§ The problem: Copy the data below exactly.

§ Input:
::::

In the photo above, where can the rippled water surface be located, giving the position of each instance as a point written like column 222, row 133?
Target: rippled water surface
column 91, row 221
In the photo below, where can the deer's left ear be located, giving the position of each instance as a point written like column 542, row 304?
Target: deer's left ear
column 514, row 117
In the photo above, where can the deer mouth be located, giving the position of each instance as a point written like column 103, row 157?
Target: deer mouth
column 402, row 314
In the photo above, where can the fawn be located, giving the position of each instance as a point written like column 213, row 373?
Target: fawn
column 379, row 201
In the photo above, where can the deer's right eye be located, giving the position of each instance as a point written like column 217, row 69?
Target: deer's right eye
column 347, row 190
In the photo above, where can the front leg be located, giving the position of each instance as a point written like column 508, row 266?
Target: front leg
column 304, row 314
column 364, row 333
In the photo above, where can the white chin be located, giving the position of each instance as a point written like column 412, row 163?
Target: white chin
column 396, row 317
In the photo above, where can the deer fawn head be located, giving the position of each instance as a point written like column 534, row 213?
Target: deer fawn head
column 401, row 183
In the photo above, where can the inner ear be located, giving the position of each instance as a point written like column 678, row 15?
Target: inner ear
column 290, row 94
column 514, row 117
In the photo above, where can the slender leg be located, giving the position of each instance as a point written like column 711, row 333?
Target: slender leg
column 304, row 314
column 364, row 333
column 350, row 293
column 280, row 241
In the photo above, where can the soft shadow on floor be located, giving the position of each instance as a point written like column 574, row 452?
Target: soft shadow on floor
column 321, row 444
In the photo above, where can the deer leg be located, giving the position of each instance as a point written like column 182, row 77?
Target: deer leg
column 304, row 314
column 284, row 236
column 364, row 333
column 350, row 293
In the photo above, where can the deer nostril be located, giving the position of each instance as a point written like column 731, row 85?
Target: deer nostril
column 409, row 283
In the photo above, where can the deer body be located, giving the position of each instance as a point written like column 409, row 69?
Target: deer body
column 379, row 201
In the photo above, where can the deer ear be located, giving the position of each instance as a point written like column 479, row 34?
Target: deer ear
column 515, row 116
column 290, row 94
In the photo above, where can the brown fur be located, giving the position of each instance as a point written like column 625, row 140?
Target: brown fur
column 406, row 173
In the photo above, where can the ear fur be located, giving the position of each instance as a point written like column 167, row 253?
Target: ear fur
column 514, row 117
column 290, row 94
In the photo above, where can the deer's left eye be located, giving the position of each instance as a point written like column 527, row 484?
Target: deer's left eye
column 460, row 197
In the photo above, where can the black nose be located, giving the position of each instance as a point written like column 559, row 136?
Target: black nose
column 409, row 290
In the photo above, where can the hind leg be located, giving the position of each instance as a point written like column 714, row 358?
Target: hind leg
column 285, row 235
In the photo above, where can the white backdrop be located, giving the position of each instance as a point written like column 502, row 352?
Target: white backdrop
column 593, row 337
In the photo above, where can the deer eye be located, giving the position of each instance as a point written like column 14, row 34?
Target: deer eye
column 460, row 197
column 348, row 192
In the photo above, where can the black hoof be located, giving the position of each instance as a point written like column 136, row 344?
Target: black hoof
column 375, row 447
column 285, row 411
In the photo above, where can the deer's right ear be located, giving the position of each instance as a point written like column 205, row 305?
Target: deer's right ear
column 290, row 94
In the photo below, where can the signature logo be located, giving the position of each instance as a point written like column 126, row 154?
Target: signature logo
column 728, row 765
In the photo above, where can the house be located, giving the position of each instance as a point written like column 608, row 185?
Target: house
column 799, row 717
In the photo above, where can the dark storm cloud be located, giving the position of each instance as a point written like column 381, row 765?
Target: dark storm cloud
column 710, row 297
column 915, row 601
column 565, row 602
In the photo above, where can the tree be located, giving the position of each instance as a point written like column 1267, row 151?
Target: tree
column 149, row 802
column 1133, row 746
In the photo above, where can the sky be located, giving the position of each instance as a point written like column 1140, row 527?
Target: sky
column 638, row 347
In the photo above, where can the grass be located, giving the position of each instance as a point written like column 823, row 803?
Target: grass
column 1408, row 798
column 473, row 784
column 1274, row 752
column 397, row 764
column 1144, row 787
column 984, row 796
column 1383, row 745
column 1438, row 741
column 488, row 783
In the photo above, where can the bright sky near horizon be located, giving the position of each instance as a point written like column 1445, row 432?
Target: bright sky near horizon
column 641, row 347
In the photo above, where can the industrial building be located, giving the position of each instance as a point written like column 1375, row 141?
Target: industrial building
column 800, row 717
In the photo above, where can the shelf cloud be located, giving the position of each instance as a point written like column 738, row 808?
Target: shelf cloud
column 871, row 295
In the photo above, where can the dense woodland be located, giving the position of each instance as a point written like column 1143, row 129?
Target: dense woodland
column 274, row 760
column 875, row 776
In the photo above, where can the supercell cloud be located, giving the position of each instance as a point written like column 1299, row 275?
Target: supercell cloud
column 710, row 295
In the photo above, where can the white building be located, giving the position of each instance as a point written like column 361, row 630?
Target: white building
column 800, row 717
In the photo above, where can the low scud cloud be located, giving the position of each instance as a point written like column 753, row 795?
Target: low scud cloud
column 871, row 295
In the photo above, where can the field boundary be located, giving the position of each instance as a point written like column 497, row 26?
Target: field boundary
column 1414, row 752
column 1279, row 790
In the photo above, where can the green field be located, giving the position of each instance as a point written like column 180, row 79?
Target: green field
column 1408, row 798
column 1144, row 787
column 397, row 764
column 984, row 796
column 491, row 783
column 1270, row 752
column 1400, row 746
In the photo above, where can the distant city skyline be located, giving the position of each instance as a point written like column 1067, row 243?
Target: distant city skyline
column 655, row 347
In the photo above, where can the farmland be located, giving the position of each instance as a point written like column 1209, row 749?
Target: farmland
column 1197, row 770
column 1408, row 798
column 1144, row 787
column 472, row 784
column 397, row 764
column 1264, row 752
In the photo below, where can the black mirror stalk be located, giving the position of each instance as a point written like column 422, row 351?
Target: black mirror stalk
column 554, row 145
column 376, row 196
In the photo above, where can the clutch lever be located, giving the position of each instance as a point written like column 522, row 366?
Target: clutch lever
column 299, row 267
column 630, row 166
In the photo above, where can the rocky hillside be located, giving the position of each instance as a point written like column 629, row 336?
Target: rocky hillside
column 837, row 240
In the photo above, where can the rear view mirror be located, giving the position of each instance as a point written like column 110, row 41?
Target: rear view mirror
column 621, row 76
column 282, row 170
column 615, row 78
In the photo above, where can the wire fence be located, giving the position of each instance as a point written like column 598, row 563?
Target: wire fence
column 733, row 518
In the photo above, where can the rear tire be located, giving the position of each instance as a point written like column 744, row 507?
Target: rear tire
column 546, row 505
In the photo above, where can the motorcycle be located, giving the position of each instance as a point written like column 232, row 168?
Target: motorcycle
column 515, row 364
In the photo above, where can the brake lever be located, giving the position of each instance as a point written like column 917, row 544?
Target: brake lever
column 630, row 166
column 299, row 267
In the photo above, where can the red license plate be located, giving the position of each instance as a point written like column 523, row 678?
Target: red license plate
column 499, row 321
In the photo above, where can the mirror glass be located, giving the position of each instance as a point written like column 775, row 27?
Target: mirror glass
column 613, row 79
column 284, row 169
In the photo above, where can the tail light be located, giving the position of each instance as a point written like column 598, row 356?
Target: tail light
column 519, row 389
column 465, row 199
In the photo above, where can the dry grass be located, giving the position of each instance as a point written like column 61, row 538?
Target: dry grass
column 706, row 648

::::

§ Problem solution:
In the photo above, where can the rippled water surface be located, giving the position of each instance as a point written like column 222, row 133?
Target: rippled water surface
column 91, row 221
In the photo below, where can the deer's left ear be located, giving the position of each instance as a point written like column 542, row 304?
Target: deer's left ear
column 514, row 117
In the photo above, where can the deer mouth be located, giving the position of each instance as a point written like column 103, row 157?
Target: deer mouth
column 402, row 314
In the photo above, where can the fawn be located, giving the position of each instance as a point written like column 213, row 373?
Target: fawn
column 379, row 201
In the photo above, where can the deer's right eye be located, giving the position of each instance as a point written like column 217, row 69?
Target: deer's right eye
column 347, row 190
In the photo above, where can the front leg be located, giving the position of each instance as a point written like column 508, row 266?
Target: front leg
column 304, row 314
column 364, row 333
In the photo above, where can the white chin be located, giving the position of each instance as a point written like column 412, row 163?
Target: white chin
column 396, row 317
In the photo above, where can the deer fawn head be located, giving the position of each instance as a point written like column 534, row 213?
Target: deer fawn head
column 401, row 183
In the photo above, where can the inner ear be located, giving the position of each instance as a point written like column 678, row 15?
Target: inner ear
column 290, row 94
column 514, row 117
In the photo above, where can the slender leg be located, giving the position of each instance as a point written like column 711, row 333?
Target: slender leg
column 304, row 314
column 364, row 333
column 350, row 293
column 280, row 241
In the photo above, where can the soft shadow on floor be located, giving the position of each instance as a point written like column 574, row 452?
Target: soft shadow on floor
column 321, row 444
In the photo above, where can the deer leg be located, giving the position of each instance as a point written like column 182, row 77?
Target: deer leg
column 304, row 314
column 284, row 236
column 364, row 333
column 350, row 293
In the photo above, where can the deer nostril be located, giving the position of each instance as a point written like column 731, row 85?
Target: deer nostril
column 409, row 283
In the photo above, where can the deer body be located, giving the position of each instance as a point written like column 409, row 69?
Target: deer body
column 379, row 201
In the photo above, where can the deer ear be located, giving the position of each instance as a point written like column 479, row 34?
Target: deer ear
column 515, row 116
column 290, row 94
In the photo above, where can the brown fur be located, giving the position of each instance as a point written like column 625, row 140?
Target: brown fur
column 406, row 173
In the photo above, where can the ear fur be located, giving the position of each instance as a point written like column 167, row 253?
Target: ear fur
column 514, row 117
column 290, row 94
In the photo above, where can the deer's left eye be located, giving the position of each instance as a point written like column 527, row 484?
Target: deer's left eye
column 460, row 197
In the photo above, where can the black nose be located, giving the position of each instance as a point written like column 559, row 136?
Target: black nose
column 409, row 290
In the photo above, where can the hind leg be located, giving the position of each instance as a point written like column 714, row 358?
Target: hind leg
column 285, row 235
In the photo above, where can the white backdrop be located, giving the position of each instance as a point written like column 502, row 352?
Target: white backdrop
column 593, row 337
In the photo above, where can the deer eye be located, giving the position of each instance as a point written like column 14, row 34?
Target: deer eye
column 460, row 197
column 348, row 192
In the photo above, where can the black hoof be located, giving the position of each instance as a point written like column 136, row 344?
Target: black hoof
column 375, row 447
column 285, row 411
In the photo above, where can the deer's right ear be located, giving the position of each instance as a point written like column 205, row 305?
Target: deer's right ear
column 290, row 94
In the photo below, where can the signature logo be located, giving the position of each instance as a point written like column 126, row 154?
Target: signature logo
column 728, row 765
In the photo above, where can the house be located, giving the position of each instance as a point written like column 608, row 185?
Target: house
column 799, row 717
In the photo above, where can the dark storm cloud be located, giving the position of each instance as a point written like column 381, row 765?
Target: dark storm cloud
column 710, row 297
column 915, row 601
column 565, row 602
In the photo above, where can the tree be located, giving the position of each instance as a point written like column 1267, row 151?
Target: tree
column 149, row 802
column 1133, row 746
In the photo above, where can the sky be located, giving the position of each instance as a point written like column 1140, row 527?
Target: sky
column 638, row 347
In the photo above, where can the grass be located, giving the position of each instance as a point written like column 823, row 803?
Target: grass
column 1408, row 798
column 473, row 784
column 1274, row 752
column 397, row 764
column 1144, row 787
column 984, row 796
column 1383, row 745
column 1438, row 741
column 488, row 783
In the photo above, where can the bright sky near horizon be located, giving the position of each instance as a point written like column 1445, row 432?
Target: bright sky near horizon
column 641, row 347
In the photo above, where can the industrial building be located, giving the position of each instance as a point written like column 1375, row 141?
Target: industrial building
column 800, row 717
In the photo above, where can the shelf cloud be located, giving the position of each instance as a point written like column 738, row 808?
Target: shelf cloud
column 871, row 295
In the photo above, where can the dense woodland be located, giving the position of each instance as a point written like column 1143, row 129?
Target: dense woodland
column 274, row 760
column 875, row 776
In the photo above, where can the supercell cloud be located, giving the position of each instance as a point written like column 1299, row 275?
Target: supercell cloud
column 710, row 295
In the photo above, where can the white building be located, giving the position of each instance as a point written like column 361, row 630?
Target: white building
column 800, row 717
In the photo above, where can the low scud cloud be located, giving the position of each instance as a point written like column 753, row 795?
Target: low scud cloud
column 871, row 295
In the photo above, where can the field boundary be located, giving the position of each instance as a point written like column 497, row 26?
Target: field boundary
column 1414, row 752
column 1279, row 790
In the photo above, where can the green field be located, giving the position of each instance as a point written like column 180, row 79?
Target: green field
column 1408, row 798
column 1144, row 787
column 397, row 764
column 984, row 796
column 491, row 783
column 1270, row 752
column 1400, row 746
In the photo above, where can the distant city skyline be located, giving the position of each instance as a point written like column 1067, row 243?
Target: distant city skyline
column 655, row 347
In the photo above, where can the farmland be located, giving the position of each instance as a point written like column 1209, row 749?
Target: farmland
column 1197, row 770
column 1408, row 798
column 1144, row 787
column 472, row 784
column 397, row 764
column 1264, row 752
In the photo below, where can the black mirror stalk be located, giving the position of each instance as a point written like column 422, row 351?
Target: black mirror stalk
column 554, row 145
column 376, row 196
In the photo above, where can the clutch lever be located, giving the position of each instance as a point written like column 522, row 366?
Target: clutch lever
column 299, row 267
column 630, row 166
In the photo above, where can the rocky hillside be located, giving the position of each instance as a point written like column 629, row 336?
Target: rocky hillside
column 837, row 240
In the photo above, where can the rear view mirror be located, giving the position of each instance as a point written like column 110, row 41?
Target: rear view mirror
column 621, row 76
column 282, row 170
column 615, row 78
In the photo above, where can the wire fence be located, giving the position of each instance as a point written like column 598, row 563?
Target: wire fence
column 733, row 518
In the photo above, where can the rear tire be located, giving the position of each instance as a point written like column 744, row 507?
Target: rear tire
column 546, row 505
In the photo above, where can the motorcycle be located, giving the position of each instance as a point written like column 232, row 168?
Target: motorcycle
column 515, row 364
In the photo above, where can the brake lever be located, giving the position of each instance as a point written like column 917, row 544?
Target: brake lever
column 630, row 166
column 299, row 267
In the photo above, where can the red license plate be located, giving the position of each instance as a point written like column 523, row 678?
Target: red license plate
column 499, row 321
In the photo above, where can the mirror glass be located, giving the position of each instance as a point written like column 775, row 27?
Target: mirror glass
column 613, row 79
column 284, row 169
In the photo above, where can the tail light be located, giving the position of each instance as a point written like column 598, row 356?
Target: tail light
column 519, row 389
column 465, row 199
In the photo above, where can the dry grass be located, giving the position of each instance as a point written like column 61, row 538?
Target: dry grass
column 706, row 648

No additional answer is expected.